(Supplied text begins)
Parts of the complex, including the refectory and monastic cells, were excavated directly into the rock. The interior consists of a single nave and preserves 14th-century frescoes, one depicting Blessed Simon Fidati. The complex was abandoned in 1652 and remained in poor condition until 1833, when it was restored following reports of miraculous events and assumed the name Madonna della Stella.

The sanctuary was opened for worship from the first Sunday of May to the first Sunday of June, during the Marian month. During this period processions from nearby villages arrived there. Veneration centered on a blood-stained stone which, according to oral tradition, fell from the cave vault and struck a pilgrim who remained unharmed. Garments of those believed to have received miraculous favors were displayed in the sanctuary.

=== Other religious buildings ===
Cerreto contains several churches of artistic and historical interest. In Santa Maria Delibera there are frescoes including a Coronation of the Virgin inspired by Lo Spagna, as well as works influenced by the Perugian school. A painting of the Adoration of the Magi is signed by Felice Damiani and dated 1583.

In the suburb, the church of San Lorenzo contains a painting of the Martyrdom of Saint Lawrence attributed either to Michelangelo Buonarroti or to a close pupil, while popular tradition attributes it to Titian. Another painting depicting Saint Bonaventure is also preserved there.

The church of San Paterniano contains a fresco known as the Madonna delle Grazie. The parish church of Paterno preserves a 16th-century baptismal font.

Near the castle stands the hermitage of Pie di Paterno, a ruined church founded in the early 12th century. It retains traces of votive frescoes and a wooden sculpture of the Virgin and Child dating to the 13th century in a Byzantine style.

At Triponzo, the church of Santa Caterina has a Corinthian-style portal surmounted by a statue of the saint and bearing the date 1543.

The nearby hamlet of Ponte includes the church of Santa Maria, notable for its façade with a circular window framed by columns and sculpted symbols of the Evangelists, as well as a Latin cross interior with a hemispherical dome.

The patron saint is San Nicolò, whose feast is celebrated on 6 December.

=== Church of San Giacomo and former monastery ===
The Church of San Giacomo with its adjoining monastery now houses CEDRAV, the Center for documentation and anthropological research in Valnerina. The façade, corresponding to the left wall of the nave, is decorated with a pointed portal.

Inside the church, on the left wall, is a 1573 painting of the Visitation by Camillo Angelucci di Mevale, a member of a family of painters active in the Valnerina. Other paintings of the 17th century depict Saints Benedict and Scholastica and Saints Michael the Archangel, James, and Philip Neri.

Three walls preserve substantial portions of 15th-century fresco decoration that has been damaged and restored. Among these are an Annunciation, a Crucifixion with Saints, and fragmentary figures. Some of the frescoes, datable to the mid-15th century, are associated with works in the Church of Santa Maria Assunta at Vallo di Nera and the circle of the Maestro di Eggi. On the same wall to the right of a doorway is a 15th-century fresco of Christ in glory with angels bearing the symbols of the Passion, together with Saint Michael the Archangel and praying figures.
(Supplied text ends)
(Excerpted data begins)
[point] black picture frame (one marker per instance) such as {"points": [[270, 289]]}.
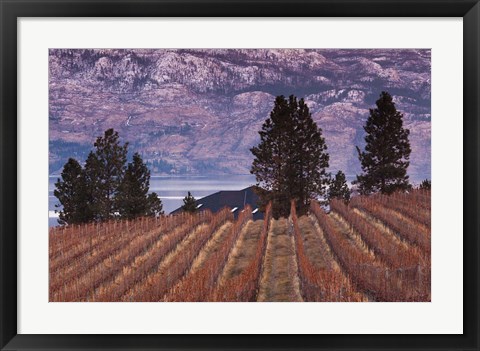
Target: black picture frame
{"points": [[11, 10]]}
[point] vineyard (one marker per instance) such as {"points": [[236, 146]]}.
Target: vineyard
{"points": [[376, 248]]}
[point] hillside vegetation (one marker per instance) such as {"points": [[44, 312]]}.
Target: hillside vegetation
{"points": [[377, 248]]}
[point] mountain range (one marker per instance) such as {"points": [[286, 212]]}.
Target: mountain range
{"points": [[197, 111]]}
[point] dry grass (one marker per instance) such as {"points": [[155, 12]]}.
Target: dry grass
{"points": [[244, 250], [279, 282], [212, 246], [344, 228], [386, 230], [316, 249]]}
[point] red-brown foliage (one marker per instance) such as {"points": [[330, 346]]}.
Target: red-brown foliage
{"points": [[155, 286], [199, 285], [244, 287], [318, 284], [370, 275], [418, 235]]}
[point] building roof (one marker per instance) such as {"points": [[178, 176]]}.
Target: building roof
{"points": [[232, 199]]}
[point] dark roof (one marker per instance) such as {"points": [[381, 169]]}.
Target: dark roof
{"points": [[231, 199]]}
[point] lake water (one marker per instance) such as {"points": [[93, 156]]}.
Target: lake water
{"points": [[172, 190]]}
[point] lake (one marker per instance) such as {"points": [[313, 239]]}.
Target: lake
{"points": [[172, 190]]}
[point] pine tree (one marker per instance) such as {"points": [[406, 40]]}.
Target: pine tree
{"points": [[189, 203], [338, 188], [72, 193], [104, 169], [387, 150], [425, 185], [291, 160], [132, 199]]}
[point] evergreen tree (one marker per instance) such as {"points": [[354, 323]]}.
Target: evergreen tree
{"points": [[338, 188], [132, 199], [104, 169], [189, 203], [425, 185], [72, 193], [291, 160], [387, 150]]}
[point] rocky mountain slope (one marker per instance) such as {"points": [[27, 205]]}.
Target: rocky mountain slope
{"points": [[199, 111]]}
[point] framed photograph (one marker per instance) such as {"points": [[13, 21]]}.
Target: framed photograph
{"points": [[214, 174]]}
(Excerpted data ends)
> _Actions to take_
1/ Condense the paragraph of the text about Cerreto's churches that begins "The sanctuary was opened for worship" into a short list that keeps its main facts.
2/ Print everything in the text about Cerreto's churches from "The patron saint" down to "and Philip Neri.".

> _Task responses_
1/
- Open for worship from the first Sunday of May to the first Sunday of June, the Marian month.
- Processions from nearby villages arrived during this period.
- Veneration centered on a blood-stained stone that, by oral tradition, fell from the cave vault and struck a pilgrim who was unharmed.
- Garments of those believed to have received miraculous favors were displayed there.

2/
The patron saint is San Nicolò, whose feast is celebrated on 6 December.

=== Church of San Giacomo and former monastery ===
The Church of San Giacomo with its adjoining monastery now houses CEDRAV, the Center for documentation and anthropological research in Valnerina. The façade, corresponding to the left wall of the nave, is decorated with a pointed portal.

Inside the church, on the left wall, is a 1573 painting of the Visitation by Camillo Angelucci di Mevale, a member of a family of painters active in the Valnerina. Other paintings of the 17th century depict Saints Benedict and Scholastica and Saints Michael the Archangel, James, and Philip Neri.